= DATA FOR ANALYSIS =
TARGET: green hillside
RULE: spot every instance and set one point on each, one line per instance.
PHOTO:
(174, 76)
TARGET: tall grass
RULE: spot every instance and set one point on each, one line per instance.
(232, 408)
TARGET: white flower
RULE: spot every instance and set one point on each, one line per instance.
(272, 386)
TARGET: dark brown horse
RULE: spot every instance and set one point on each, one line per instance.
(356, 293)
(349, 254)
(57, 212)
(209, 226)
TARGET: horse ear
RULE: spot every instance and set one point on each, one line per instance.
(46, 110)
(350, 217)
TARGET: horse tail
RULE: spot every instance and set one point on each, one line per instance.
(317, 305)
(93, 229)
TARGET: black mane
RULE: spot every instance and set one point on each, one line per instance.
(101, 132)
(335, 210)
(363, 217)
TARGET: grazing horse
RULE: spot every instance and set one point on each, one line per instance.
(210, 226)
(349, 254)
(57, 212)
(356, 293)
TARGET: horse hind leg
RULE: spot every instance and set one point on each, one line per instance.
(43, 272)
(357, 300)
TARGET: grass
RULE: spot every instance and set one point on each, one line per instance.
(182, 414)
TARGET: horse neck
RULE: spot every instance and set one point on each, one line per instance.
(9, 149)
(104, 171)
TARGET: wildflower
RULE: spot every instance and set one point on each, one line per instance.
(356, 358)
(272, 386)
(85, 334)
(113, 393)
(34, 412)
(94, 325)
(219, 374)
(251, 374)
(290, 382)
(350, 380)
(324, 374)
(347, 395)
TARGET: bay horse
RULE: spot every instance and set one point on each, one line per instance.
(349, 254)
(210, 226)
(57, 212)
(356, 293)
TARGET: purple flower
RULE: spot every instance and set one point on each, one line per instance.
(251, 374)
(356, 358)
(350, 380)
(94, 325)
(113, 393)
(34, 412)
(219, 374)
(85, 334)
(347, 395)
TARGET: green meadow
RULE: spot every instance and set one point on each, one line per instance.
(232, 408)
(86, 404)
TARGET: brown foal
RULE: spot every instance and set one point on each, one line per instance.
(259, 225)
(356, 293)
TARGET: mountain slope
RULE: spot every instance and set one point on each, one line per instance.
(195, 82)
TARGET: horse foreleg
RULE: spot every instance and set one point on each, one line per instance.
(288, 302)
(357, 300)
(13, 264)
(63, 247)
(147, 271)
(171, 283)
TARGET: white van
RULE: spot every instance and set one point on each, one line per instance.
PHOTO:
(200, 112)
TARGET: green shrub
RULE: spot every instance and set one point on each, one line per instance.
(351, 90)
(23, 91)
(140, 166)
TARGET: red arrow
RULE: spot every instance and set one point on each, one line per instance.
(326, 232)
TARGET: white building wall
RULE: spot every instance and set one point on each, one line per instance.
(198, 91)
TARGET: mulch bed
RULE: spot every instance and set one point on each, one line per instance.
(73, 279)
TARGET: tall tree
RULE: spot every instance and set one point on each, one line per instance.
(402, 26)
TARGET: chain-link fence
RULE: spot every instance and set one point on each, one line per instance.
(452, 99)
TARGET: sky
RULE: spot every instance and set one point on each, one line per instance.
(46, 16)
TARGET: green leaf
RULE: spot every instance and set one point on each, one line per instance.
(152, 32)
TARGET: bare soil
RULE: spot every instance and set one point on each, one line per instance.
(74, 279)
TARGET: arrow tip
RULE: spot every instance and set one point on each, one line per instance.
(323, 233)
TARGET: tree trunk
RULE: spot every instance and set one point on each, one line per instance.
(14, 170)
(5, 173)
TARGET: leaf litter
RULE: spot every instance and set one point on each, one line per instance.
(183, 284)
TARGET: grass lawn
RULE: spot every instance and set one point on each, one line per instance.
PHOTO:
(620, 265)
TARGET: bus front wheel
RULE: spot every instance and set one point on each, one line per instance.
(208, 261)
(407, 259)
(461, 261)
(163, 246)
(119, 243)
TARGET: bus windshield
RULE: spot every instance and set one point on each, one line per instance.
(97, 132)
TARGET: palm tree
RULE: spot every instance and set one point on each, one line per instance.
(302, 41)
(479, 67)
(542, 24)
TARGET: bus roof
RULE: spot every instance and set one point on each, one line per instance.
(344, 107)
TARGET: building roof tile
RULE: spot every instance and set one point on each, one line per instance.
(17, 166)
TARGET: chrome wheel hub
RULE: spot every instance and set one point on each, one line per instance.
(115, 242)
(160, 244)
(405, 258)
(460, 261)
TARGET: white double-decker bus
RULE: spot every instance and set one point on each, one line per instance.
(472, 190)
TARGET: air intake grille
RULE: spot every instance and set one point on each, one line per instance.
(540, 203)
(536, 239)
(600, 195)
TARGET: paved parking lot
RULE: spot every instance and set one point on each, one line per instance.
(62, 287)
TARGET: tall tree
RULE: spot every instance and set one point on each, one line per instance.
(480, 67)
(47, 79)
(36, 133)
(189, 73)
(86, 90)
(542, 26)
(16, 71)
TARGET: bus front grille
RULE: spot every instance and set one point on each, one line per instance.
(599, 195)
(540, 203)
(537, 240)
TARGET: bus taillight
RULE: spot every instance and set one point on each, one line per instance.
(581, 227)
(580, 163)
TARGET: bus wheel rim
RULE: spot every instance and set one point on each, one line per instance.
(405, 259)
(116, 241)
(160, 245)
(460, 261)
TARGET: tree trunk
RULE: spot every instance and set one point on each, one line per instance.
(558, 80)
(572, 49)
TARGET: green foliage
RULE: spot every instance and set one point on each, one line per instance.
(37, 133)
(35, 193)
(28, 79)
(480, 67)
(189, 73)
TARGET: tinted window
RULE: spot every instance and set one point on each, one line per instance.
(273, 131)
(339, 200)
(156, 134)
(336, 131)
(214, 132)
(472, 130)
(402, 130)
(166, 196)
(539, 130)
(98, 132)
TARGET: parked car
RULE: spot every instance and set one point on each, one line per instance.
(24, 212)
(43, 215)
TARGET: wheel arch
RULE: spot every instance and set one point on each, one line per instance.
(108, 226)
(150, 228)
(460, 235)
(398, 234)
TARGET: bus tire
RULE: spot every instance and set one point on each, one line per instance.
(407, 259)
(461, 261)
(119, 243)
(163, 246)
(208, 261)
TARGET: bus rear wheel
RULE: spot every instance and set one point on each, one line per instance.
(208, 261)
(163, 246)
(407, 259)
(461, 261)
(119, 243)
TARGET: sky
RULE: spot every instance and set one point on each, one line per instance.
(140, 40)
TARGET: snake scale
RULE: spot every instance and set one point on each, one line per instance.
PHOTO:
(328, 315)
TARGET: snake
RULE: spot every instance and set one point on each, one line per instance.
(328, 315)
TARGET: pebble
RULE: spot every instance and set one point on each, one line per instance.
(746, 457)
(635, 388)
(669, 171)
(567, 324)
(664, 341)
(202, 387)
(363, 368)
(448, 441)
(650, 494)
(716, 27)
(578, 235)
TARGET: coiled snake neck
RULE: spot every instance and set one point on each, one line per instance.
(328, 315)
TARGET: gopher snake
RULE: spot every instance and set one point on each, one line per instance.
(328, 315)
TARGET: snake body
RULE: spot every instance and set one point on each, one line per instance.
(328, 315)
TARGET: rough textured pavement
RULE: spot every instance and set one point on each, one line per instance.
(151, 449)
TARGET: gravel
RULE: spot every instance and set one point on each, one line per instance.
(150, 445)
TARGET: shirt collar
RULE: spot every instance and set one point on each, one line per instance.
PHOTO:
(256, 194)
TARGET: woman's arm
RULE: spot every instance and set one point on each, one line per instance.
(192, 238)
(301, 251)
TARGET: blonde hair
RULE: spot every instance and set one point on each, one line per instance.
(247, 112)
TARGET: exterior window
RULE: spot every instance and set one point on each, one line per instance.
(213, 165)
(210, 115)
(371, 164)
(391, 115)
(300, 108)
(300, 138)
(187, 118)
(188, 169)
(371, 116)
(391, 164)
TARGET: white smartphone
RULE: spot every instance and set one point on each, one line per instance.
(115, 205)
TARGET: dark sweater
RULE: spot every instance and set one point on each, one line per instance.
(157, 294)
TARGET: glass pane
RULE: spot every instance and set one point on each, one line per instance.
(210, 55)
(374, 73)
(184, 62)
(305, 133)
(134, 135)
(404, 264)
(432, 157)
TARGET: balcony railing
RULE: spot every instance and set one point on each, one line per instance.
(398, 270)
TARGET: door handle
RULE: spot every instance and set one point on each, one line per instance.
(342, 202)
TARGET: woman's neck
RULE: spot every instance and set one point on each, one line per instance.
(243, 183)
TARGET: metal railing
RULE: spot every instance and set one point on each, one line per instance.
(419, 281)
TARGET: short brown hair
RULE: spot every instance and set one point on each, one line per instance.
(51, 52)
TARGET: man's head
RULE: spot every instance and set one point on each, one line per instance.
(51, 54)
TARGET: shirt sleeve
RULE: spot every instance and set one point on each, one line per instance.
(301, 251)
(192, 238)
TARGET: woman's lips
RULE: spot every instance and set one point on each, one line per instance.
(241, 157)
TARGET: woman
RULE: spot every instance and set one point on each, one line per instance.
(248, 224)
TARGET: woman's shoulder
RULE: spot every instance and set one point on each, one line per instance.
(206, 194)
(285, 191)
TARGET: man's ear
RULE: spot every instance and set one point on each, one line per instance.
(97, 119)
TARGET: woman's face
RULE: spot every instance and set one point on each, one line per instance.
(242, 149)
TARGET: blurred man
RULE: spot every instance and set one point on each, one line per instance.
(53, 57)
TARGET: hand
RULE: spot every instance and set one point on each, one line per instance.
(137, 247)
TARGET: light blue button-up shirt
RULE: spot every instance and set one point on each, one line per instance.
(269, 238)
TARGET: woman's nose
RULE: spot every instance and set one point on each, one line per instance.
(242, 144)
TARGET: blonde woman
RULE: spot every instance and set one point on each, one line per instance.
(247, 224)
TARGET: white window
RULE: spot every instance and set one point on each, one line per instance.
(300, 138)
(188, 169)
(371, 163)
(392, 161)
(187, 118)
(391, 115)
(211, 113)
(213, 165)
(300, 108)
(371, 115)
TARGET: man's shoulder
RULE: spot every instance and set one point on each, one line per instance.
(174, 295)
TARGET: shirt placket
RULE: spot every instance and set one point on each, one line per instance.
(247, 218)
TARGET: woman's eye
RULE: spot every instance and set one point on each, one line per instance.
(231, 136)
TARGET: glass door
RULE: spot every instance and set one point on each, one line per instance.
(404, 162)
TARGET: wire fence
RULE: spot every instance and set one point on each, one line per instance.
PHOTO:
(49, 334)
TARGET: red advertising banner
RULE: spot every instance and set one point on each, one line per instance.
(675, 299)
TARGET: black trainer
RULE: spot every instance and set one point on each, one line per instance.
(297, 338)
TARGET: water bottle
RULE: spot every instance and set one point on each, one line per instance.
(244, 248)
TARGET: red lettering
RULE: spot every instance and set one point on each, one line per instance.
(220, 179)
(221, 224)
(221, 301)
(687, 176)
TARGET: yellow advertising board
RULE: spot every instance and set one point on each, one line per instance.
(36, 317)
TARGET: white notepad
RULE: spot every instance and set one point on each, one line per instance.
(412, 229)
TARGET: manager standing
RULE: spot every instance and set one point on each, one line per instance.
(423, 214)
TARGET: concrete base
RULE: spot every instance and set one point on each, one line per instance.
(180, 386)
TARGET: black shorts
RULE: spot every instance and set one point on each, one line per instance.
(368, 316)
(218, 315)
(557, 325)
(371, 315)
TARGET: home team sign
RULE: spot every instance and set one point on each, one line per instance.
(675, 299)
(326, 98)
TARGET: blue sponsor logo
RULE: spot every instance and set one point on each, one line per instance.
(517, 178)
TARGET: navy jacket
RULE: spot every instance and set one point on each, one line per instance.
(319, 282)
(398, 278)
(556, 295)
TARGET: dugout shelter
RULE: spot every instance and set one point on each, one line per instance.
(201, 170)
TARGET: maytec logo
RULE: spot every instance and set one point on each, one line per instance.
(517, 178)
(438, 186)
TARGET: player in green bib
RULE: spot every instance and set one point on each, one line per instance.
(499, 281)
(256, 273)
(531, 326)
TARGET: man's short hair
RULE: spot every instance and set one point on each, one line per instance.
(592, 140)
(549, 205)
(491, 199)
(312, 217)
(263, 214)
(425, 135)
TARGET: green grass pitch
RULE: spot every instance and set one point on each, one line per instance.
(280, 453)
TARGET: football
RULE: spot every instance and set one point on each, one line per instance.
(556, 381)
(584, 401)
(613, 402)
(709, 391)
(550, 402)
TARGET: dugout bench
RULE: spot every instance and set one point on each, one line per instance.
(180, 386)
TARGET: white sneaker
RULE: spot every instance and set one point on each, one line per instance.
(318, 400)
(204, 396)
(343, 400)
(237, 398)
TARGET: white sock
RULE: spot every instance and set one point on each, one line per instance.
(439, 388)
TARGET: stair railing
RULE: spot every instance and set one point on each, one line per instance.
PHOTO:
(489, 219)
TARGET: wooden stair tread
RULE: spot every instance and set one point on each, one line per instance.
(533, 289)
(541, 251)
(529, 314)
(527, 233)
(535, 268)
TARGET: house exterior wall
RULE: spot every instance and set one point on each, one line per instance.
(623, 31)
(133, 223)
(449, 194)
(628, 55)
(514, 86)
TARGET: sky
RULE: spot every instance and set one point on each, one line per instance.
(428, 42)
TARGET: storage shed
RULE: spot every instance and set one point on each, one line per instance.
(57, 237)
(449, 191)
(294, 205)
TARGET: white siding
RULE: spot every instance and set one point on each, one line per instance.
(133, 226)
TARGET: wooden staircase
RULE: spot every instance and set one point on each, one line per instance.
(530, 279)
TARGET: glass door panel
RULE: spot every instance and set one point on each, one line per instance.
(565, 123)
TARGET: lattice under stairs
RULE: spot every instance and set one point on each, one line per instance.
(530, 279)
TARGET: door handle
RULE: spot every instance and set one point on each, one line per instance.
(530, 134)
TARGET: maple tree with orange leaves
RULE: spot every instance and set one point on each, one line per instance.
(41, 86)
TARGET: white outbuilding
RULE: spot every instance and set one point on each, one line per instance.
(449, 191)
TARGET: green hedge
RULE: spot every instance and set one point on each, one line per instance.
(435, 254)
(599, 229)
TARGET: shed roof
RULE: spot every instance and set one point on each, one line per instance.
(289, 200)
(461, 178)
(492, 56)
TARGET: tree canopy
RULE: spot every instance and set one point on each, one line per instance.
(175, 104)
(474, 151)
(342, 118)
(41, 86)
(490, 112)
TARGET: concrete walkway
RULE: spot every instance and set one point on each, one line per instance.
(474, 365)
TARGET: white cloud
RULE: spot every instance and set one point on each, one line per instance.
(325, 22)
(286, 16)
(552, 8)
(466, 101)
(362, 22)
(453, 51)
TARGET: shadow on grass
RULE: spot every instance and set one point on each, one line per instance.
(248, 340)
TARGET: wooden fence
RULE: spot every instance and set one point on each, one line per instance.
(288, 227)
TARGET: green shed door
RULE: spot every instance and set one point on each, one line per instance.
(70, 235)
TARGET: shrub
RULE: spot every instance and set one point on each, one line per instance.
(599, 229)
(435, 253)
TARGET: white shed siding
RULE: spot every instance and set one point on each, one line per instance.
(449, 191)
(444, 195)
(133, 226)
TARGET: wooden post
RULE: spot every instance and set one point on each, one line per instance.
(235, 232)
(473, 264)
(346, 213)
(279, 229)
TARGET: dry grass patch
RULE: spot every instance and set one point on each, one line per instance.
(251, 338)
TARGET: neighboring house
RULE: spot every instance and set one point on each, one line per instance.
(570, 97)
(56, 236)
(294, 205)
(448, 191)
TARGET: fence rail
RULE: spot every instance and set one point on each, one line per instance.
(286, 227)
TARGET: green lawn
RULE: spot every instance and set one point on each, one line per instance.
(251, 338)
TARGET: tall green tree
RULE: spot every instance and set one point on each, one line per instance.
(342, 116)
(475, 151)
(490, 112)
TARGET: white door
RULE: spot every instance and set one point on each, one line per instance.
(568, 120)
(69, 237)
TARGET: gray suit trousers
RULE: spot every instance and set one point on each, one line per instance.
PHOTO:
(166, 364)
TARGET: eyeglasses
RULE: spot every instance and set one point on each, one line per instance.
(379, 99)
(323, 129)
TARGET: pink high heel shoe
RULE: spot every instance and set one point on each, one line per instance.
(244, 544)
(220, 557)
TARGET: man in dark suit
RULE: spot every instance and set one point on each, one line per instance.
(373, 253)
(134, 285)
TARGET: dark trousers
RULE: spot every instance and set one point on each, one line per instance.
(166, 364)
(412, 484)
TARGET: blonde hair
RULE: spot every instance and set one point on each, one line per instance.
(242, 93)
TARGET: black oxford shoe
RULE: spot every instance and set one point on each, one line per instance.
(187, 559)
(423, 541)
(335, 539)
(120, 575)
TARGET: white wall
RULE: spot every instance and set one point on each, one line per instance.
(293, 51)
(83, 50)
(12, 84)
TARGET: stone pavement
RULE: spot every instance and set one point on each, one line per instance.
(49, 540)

= TASK ITEM =
Produce only the lines from the line containing "TARGET: white shed siding" through the line containing "TARGET: tall green tree", inclusive of both, exactly as they stand in the entries above.

= OUTPUT BELOW =
TARGET: white shed siding
RULE: spot every instance and set one point on each, one line per instance.
(449, 191)
(444, 195)
(133, 226)
TARGET: wooden post
RULE: spot every instance and set one point on each, one line per instance.
(235, 232)
(473, 264)
(346, 213)
(279, 229)
TARGET: dry grass patch
RULE: spot every instance and set one point on each, one line per instance.
(251, 338)
TARGET: neighboring house
RULE: spot every instance and set one point on each, one line per instance.
(570, 97)
(56, 236)
(294, 205)
(448, 191)
TARGET: fence rail
RULE: spot every instance and set one point on each, one line per instance.
(286, 227)
TARGET: green lawn
RULE: spot every instance and set one point on each, one line per instance.
(251, 338)
TARGET: tall green tree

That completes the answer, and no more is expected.